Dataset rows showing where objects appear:
* * *
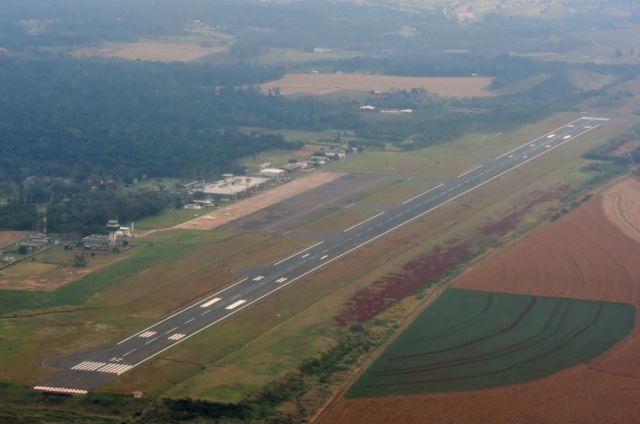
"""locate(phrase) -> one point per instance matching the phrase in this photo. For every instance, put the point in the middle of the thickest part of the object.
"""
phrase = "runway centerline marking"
(235, 304)
(297, 253)
(469, 171)
(243, 303)
(423, 193)
(362, 222)
(211, 302)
* * *
Convert every line of the material above into a JSON list of strings, one string per line, with blank lines and the picture left out.

[
  "\"\"\"locate(phrase) -> one point per instance matching the phrase in this photo. For every instance, put the point in the middle of the thickest part of the object.",
  "\"\"\"",
  "phrase = \"runway centerline marking\"",
  "(235, 304)",
  "(297, 253)",
  "(469, 171)",
  "(243, 303)",
  "(423, 193)",
  "(362, 222)",
  "(211, 302)"
]